JOSS Review Feedback by Nick

Here is my feedback to improve the PyForestScan software for https://github.com/openjournals/joss-reviews/issues/7314.

General checks

[ ] Contribution and authorship: Has the submitting author (@iosefa) made major contributions to the software? Does the full list of paper authors seem appropriate and complete? The main author is the only contributor in the source code of this package based on the commits history. However, the co-authors might have helped the development in early stages before using git to track changes. As it stands, without a few lines of explanation of their roles, I assume the other co-authors had mentoring, reviewing and funding acquisition roles. In JOSS, these roles do not qualify as authorship (link) and should not be included in this submission. Please clarify the co-authors role or do not include them.
[ ] Substantial scholarly effort: Does this submission meet the scope eligibility described in the JOSS guidelines While this package does simplify several tasks (reading, cleaning, classifying, filtering, digital terrain and canopy height model creations and more) by acting as a wrapper around PDAL—which can be challenging to master due to its syntax and pipeline structure—it does not introduce any substantial new functionality except the computation of the metrics. For example, in the benchmarking section of the documentation, claims such as, “PyForestScan is designed for high performance and memory efficiency, ensuring it can handle large-scale point cloud datasets effectively,” could equally apply to PDAL itself, as PyForestScan primarily repackages PDAL’s capabilities rather than adding novel performance enhancements. In my opinion, this package is indeed valuable for those looking to streamline tasks that might otherwise require working with PDAL’s more complex syntax with the added bonus of including few key tree metrics. However, since it functions as a wrapper rather than a significant software innovation, I believe it does not meet the minimum requirements for publication as original software in JOSS.

Functionality

[ ] Installation: Installation works well, however, as you provide a Jupyter Notebook as a demo, you could include in the quickstart guide a section on how to install jupyter notebook (conda install jupyter) and run the demo with your test data.
[ ] Functionality: In the demo notebook, there is an error importing plot3d simply due to this functionality being removed due to dependencies problem (commit 249ca40). You just forgot to remove it from the demo notebook. [OPTIONAL]_ However, I think it is worthwhile to have a 3D visualization capability, so if you can fix the dependencies problem you had, it would be cool to re-integrate this function and provide an extra cell in the demo notebook where you showcase plot_3d function and output. Just a suggestion, not required.
=-=-=
→ **Written exercise 1**:
Extract everything from "General checks" down to "not include them." in the review feedback, copying it word for word.
=-=-=
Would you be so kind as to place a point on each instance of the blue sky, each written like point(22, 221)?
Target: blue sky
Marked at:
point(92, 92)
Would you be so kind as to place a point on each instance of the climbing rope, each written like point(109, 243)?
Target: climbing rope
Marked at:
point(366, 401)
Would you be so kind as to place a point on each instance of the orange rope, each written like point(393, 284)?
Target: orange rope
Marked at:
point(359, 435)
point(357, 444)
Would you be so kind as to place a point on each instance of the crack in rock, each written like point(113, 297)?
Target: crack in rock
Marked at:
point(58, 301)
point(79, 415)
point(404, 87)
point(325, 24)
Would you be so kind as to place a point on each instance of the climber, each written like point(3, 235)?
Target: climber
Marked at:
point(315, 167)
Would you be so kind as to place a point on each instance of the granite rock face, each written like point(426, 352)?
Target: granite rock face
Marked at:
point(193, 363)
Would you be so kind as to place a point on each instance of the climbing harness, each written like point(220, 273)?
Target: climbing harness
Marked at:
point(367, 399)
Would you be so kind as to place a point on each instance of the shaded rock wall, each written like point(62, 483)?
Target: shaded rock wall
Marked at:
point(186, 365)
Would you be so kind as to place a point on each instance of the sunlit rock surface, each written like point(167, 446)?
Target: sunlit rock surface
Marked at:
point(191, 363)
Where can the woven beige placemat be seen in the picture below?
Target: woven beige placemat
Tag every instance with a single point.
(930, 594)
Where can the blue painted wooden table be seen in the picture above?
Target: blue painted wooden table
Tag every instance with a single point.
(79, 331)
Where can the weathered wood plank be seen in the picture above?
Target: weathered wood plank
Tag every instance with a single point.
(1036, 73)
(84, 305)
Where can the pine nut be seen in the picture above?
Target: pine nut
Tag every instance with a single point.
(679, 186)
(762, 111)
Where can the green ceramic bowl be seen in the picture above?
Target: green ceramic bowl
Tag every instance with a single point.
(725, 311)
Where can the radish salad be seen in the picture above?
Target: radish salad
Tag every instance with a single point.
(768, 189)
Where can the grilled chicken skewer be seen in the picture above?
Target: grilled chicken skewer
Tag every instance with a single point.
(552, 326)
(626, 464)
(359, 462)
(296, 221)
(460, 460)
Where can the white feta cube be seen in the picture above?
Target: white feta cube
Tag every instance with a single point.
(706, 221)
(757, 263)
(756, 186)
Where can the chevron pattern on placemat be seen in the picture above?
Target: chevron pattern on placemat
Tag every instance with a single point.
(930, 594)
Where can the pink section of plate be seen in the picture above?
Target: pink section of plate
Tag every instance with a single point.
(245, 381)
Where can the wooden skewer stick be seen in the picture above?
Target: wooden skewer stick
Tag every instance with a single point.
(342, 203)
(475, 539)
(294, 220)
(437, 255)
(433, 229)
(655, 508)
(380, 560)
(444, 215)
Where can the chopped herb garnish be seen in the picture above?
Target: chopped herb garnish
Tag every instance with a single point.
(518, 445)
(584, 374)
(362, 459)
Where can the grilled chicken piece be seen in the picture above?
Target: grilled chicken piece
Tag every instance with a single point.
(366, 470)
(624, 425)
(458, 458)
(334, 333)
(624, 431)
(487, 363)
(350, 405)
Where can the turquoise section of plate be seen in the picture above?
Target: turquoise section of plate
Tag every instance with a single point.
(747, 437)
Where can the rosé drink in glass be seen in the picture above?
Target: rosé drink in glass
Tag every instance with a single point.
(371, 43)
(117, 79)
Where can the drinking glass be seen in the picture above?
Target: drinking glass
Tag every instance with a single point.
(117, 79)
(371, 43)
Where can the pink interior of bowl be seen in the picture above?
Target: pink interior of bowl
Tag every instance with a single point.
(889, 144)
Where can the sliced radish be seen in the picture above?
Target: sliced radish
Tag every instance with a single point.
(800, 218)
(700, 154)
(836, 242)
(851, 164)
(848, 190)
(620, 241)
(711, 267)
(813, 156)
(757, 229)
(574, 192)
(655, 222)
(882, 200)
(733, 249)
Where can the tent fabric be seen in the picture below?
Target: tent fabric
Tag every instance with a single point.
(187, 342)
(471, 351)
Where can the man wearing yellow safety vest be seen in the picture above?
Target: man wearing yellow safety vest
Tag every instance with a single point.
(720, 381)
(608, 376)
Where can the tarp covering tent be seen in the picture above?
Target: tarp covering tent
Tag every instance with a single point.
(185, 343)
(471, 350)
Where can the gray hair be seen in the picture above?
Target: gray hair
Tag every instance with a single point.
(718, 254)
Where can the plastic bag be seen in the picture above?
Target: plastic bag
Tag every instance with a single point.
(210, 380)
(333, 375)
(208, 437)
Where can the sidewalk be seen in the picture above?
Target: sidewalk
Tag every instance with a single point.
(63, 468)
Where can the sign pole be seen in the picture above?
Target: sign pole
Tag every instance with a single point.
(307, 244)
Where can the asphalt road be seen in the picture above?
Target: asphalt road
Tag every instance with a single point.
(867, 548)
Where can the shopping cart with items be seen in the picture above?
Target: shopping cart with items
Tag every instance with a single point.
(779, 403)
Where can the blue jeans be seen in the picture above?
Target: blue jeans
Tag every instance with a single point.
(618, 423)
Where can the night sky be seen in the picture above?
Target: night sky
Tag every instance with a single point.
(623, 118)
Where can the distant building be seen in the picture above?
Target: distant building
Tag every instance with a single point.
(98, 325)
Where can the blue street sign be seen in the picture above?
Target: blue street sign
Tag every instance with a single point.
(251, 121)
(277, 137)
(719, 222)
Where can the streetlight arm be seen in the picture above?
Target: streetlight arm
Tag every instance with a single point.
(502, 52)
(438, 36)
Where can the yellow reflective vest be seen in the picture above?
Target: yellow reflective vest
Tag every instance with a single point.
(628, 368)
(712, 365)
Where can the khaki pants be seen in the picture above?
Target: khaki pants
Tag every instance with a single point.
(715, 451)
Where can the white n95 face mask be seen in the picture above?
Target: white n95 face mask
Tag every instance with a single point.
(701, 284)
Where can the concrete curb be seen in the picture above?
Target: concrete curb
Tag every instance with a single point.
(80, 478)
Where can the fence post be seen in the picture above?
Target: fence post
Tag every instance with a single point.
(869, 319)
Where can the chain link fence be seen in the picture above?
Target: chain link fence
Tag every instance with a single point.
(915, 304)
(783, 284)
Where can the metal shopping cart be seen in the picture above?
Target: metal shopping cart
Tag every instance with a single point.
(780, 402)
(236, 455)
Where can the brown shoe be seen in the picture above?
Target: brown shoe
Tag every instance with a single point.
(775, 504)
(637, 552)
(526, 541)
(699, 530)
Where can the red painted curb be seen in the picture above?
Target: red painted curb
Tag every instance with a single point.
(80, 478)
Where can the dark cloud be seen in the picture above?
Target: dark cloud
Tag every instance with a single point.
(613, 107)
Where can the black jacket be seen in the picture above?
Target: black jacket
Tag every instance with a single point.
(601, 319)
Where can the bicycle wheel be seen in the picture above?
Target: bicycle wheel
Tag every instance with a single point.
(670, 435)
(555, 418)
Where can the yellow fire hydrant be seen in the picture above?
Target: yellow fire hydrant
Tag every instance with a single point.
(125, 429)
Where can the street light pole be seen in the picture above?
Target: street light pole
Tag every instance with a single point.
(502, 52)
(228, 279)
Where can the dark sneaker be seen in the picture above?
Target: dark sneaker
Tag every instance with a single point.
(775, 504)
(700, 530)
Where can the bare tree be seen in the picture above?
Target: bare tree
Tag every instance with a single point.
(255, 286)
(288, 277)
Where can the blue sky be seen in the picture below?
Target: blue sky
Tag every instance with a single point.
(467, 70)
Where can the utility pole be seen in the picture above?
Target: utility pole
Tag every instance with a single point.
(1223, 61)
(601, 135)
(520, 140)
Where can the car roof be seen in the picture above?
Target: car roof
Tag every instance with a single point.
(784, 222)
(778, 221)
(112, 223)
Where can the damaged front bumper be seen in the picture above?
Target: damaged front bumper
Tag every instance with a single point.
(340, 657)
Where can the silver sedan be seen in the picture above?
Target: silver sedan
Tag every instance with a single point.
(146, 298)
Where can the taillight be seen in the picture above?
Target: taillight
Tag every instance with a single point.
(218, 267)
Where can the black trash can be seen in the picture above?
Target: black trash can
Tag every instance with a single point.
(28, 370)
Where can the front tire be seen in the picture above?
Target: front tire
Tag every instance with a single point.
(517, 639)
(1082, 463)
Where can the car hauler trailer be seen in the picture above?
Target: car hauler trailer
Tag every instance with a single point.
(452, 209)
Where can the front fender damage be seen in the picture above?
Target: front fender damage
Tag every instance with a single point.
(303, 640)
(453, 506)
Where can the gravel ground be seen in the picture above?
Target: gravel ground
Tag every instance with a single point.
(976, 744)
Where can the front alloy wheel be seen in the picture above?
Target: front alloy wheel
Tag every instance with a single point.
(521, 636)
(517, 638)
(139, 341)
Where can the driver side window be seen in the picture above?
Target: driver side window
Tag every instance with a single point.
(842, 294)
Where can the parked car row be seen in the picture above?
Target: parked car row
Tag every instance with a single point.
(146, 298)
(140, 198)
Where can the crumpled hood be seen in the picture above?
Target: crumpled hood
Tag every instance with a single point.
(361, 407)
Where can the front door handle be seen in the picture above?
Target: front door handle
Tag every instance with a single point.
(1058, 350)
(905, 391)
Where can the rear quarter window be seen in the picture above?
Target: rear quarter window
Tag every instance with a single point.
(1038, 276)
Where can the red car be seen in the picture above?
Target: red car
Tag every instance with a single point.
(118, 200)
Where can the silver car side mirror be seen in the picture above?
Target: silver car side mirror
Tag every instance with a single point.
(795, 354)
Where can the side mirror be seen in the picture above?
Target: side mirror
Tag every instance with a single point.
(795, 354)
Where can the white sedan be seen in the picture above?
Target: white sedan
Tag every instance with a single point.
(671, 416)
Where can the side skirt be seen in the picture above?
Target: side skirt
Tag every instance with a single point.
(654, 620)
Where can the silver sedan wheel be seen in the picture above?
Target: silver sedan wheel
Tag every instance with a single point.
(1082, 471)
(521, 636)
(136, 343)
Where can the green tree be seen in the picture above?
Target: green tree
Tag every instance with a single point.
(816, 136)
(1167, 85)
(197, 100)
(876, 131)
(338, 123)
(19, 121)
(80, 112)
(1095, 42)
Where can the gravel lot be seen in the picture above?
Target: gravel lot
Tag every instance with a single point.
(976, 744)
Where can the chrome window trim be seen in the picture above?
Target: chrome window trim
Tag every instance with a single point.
=-=-=
→ **Written exercise 2**:
Reproduce everything from the first of the rows down to and including the line containing "point(325, 24)", adding 76 to both coordinates of every marked point. Keep the sample points in the wording lines unchanged.

→ **Final answer 1**:
General checks

[ ] Contribution and authorship: Has the submitting author (@iosefa) made major contributions to the software? Does the full list of paper authors seem appropriate and complete? The main author is the only contributor in the source code of this package based on the commits history. However, the co-authors might have helped the development in early stages before using git to track changes. As it stands, without a few lines of explanation of their roles, I assume the other co-authors had mentoring, reviewing and funding acquisition roles. In JOSS, these roles do not qualify as authorship (link) and should not be included in this submission. Please clarify the co-authors role or do not include them.

→ **Final answer 2**:
Would you be so kind as to place a point on each instance of the blue sky, each written like point(22, 221)?
Target: blue sky
Marked at:
point(168, 168)
Would you be so kind as to place a point on each instance of the climbing rope, each written like point(109, 243)?
Target: climbing rope
Marked at:
point(442, 477)
Would you be so kind as to place a point on each instance of the orange rope, each written like point(393, 284)?
Target: orange rope
Marked at:
point(435, 511)
point(433, 520)
Would you be so kind as to place a point on each instance of the crack in rock, each written like point(113, 297)?
Target: crack in rock
Marked at:
point(134, 377)
point(155, 491)
point(480, 163)
point(401, 100)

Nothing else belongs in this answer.